- [The problem]: Your task is to repeat exactly the lines below between the line holding "Locate the bridge pillar" and the line holding "Locate the rifle stock", inclusive, and only those.

Segment Start: Dataset records

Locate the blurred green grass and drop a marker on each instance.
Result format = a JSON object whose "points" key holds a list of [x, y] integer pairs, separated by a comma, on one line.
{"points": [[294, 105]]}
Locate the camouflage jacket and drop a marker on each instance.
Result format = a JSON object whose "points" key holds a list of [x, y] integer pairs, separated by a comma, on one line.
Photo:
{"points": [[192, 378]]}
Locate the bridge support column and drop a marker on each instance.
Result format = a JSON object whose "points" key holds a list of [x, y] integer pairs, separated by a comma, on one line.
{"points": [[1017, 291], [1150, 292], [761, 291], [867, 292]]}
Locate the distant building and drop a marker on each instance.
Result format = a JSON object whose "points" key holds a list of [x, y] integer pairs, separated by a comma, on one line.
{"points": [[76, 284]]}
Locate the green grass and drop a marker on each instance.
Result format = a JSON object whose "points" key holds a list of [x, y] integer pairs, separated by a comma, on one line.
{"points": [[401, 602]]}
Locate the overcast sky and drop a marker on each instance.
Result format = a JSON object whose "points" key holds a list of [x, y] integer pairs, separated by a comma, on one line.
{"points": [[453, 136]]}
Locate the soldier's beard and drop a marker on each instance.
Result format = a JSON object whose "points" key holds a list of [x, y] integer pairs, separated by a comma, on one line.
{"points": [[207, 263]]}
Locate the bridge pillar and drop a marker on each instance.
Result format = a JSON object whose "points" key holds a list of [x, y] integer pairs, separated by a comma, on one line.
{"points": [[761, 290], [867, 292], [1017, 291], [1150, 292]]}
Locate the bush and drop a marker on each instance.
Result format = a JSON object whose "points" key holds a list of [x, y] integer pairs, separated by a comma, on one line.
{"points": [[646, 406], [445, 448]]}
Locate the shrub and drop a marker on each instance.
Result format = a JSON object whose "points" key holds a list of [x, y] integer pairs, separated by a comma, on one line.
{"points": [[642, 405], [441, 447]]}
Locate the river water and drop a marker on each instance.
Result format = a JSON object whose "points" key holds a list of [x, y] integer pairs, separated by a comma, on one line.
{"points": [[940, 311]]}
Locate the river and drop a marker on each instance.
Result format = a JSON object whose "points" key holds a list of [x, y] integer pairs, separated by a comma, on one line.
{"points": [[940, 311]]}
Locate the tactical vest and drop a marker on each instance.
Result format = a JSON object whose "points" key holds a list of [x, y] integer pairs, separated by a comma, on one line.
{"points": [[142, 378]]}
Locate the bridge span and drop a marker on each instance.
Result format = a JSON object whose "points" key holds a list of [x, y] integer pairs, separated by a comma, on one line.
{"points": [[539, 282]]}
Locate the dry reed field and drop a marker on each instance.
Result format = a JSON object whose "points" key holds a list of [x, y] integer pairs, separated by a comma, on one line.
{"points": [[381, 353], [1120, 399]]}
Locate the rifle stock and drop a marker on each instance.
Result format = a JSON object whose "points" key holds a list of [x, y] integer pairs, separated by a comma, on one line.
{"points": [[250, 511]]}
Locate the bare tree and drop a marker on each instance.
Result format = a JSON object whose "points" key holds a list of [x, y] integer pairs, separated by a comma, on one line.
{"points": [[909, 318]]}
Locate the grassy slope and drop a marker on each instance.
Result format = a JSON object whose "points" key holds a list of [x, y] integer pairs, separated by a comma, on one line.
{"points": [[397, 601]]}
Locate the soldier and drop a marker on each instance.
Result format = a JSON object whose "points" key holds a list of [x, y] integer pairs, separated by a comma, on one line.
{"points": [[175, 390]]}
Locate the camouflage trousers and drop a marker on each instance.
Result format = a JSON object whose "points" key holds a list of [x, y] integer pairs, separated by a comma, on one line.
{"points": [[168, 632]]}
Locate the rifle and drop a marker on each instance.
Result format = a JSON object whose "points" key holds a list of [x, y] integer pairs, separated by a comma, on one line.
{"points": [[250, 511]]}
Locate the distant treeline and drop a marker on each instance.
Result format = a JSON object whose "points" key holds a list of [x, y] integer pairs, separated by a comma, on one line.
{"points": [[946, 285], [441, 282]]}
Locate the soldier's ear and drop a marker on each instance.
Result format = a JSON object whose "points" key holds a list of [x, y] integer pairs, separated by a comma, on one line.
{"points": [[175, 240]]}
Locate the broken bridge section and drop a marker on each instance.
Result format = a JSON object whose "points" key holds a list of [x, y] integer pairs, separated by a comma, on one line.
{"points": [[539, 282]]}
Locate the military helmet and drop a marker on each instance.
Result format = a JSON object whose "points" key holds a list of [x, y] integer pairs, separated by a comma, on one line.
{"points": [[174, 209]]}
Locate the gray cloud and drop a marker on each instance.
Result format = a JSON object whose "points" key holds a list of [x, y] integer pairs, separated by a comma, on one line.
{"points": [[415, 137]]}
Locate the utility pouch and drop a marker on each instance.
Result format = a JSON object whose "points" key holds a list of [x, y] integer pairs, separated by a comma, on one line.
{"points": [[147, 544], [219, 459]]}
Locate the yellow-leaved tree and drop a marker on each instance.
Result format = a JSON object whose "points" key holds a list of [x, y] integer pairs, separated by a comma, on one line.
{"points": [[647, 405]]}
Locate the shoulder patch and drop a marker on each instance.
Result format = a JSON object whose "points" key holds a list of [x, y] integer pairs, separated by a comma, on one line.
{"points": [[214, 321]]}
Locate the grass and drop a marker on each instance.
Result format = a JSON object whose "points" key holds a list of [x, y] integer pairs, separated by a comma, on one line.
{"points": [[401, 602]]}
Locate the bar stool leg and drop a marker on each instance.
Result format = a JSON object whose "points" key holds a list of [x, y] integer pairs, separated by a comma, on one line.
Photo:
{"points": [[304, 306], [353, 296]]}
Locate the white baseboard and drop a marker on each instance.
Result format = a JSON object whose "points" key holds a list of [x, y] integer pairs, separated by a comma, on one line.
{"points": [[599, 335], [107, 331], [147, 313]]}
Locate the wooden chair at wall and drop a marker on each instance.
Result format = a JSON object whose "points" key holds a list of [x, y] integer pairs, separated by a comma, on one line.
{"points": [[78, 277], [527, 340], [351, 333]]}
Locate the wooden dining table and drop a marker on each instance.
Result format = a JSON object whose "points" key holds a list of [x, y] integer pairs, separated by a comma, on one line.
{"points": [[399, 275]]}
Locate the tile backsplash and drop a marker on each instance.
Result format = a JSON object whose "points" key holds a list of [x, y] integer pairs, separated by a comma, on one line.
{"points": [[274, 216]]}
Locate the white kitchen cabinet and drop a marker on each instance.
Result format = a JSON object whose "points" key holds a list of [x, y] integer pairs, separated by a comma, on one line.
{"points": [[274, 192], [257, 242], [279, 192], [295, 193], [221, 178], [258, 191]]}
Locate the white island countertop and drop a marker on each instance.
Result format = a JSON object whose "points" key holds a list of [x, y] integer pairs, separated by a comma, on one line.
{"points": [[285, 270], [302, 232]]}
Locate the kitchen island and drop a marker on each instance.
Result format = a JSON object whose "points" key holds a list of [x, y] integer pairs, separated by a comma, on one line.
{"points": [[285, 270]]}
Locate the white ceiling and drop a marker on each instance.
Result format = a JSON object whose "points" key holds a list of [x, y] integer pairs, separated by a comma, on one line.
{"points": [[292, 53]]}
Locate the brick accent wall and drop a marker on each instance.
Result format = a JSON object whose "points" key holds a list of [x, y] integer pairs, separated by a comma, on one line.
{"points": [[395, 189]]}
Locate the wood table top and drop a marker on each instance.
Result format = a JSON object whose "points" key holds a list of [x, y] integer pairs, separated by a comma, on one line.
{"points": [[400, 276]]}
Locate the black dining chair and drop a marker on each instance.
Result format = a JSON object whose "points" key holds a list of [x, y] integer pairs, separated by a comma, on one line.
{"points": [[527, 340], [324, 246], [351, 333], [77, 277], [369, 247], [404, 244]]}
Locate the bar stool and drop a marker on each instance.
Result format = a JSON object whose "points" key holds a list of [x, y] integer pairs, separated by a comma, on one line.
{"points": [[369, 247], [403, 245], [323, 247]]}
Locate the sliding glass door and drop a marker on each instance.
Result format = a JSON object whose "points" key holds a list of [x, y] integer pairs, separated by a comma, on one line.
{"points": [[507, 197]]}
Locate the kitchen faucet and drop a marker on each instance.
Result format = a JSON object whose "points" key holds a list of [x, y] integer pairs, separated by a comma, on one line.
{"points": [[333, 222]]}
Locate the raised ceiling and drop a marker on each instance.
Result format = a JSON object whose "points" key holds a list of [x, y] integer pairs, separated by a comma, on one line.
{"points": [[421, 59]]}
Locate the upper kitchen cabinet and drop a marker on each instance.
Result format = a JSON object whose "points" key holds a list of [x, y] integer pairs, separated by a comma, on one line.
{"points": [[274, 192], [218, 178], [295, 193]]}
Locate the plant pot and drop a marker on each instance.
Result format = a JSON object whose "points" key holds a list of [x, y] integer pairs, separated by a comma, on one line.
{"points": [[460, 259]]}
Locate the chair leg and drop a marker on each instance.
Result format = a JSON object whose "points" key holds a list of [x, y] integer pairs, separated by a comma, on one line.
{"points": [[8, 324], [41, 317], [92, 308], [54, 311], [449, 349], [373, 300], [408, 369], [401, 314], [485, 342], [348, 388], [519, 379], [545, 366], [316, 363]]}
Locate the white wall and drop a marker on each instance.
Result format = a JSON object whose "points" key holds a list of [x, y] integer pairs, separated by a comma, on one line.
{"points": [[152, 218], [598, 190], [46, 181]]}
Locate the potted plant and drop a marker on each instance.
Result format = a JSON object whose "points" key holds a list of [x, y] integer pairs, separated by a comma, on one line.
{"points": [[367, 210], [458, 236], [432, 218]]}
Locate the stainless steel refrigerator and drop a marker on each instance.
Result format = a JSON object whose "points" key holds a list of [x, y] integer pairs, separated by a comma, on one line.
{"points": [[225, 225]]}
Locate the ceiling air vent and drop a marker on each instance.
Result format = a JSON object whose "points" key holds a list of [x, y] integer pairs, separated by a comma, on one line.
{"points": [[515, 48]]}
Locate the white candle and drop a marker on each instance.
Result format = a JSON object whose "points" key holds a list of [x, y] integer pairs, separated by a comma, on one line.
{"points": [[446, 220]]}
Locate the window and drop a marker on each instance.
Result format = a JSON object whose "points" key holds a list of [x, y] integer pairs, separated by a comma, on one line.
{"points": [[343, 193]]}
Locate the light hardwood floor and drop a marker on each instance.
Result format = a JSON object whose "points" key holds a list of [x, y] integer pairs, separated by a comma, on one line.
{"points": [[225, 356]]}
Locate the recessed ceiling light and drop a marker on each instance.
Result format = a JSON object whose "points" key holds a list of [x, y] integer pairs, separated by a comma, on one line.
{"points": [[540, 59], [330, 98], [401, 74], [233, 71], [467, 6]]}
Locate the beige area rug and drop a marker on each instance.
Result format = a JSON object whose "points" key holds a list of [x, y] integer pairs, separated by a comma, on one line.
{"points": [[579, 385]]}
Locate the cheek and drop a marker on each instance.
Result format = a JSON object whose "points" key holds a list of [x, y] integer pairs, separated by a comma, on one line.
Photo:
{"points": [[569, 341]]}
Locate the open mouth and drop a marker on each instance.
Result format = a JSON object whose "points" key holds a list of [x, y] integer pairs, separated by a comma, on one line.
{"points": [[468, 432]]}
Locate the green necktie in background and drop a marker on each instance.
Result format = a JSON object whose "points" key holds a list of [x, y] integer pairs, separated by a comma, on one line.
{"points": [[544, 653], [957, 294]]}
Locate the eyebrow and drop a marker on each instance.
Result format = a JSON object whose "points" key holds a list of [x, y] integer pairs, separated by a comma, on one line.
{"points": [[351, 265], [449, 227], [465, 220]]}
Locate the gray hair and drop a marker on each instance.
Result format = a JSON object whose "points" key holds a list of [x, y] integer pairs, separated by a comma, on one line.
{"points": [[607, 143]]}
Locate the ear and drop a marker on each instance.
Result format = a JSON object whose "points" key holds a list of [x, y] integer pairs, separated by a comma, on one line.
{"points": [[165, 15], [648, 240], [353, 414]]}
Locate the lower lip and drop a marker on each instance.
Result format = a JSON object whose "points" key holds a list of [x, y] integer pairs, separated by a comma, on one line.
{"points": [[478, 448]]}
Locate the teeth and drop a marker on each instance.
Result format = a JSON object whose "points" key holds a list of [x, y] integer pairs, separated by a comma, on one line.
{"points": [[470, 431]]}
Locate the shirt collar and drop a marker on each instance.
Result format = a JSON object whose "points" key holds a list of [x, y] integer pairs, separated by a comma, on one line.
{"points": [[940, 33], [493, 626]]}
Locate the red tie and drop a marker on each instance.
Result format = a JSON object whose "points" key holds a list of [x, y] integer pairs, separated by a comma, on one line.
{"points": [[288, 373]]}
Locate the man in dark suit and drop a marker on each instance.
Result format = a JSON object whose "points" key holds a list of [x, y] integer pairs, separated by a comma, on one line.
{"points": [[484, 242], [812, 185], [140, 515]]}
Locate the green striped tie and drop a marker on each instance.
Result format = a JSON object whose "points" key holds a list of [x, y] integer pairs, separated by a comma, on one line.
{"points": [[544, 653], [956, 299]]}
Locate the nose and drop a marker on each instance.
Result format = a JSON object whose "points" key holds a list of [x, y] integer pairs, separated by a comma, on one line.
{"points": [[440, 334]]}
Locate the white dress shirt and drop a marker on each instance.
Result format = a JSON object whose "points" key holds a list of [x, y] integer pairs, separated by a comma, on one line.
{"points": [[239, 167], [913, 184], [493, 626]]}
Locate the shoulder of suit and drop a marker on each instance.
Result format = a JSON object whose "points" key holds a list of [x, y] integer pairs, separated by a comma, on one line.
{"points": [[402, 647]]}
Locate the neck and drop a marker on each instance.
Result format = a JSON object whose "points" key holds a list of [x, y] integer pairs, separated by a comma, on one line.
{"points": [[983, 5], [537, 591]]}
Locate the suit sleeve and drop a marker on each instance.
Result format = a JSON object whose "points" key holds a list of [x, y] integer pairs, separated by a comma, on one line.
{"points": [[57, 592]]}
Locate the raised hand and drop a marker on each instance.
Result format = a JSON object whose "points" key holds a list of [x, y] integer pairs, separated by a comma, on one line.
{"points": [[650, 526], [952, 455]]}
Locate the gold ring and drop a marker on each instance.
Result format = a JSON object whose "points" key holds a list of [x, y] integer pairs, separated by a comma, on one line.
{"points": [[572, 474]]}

Segment End: Dataset records

- [Answer to the exercise]:
Locate the bridge pillar and drop a marker on each instance.
Result format = a JSON object whose "points" key holds a list of [x, y] integer pairs, separated by a comma, on one line.
{"points": [[761, 290], [867, 292], [1017, 291], [1150, 292]]}
Locate the bush and drop a marker on each instance.
Result format = a JSON object whose "points" key holds a list of [x, y] integer pairs, separated by a comma, on one line.
{"points": [[646, 406], [445, 448]]}
Locate the shrub and drop a marker on each instance.
Result format = a JSON object whose "points" key holds a list of [x, y] integer pairs, separated by a comma, on one line.
{"points": [[642, 405], [441, 447]]}
Locate the river water and drop a marker on each instance.
Result format = a JSON object whose "points" key holds a list of [x, y] integer pairs, separated by a comma, on one line.
{"points": [[940, 311]]}
Locate the river and drop a marker on each instance.
Result format = a JSON object whose "points" key holds a list of [x, y] integer pairs, separated by a comma, on one line.
{"points": [[940, 311]]}
Locate the tactical vest and drop a marker on each instance.
Result format = a JSON object whose "points" key holds a list of [x, y] integer pairs, separated by a comma, on one line.
{"points": [[142, 378]]}
Locate the bridge span and drop a marker on each instance.
Result format = a JSON object whose "points" key holds a list of [x, y] integer pairs, separated by a comma, on one line.
{"points": [[539, 282]]}
Locate the dry reed field and drop a marker on each instance.
Result format = a JSON object whose "points" key holds a list of [x, y] integer pairs, separated by a comma, on one line.
{"points": [[381, 353], [1120, 399]]}
Locate the rifle stock and drop a marker on each instance.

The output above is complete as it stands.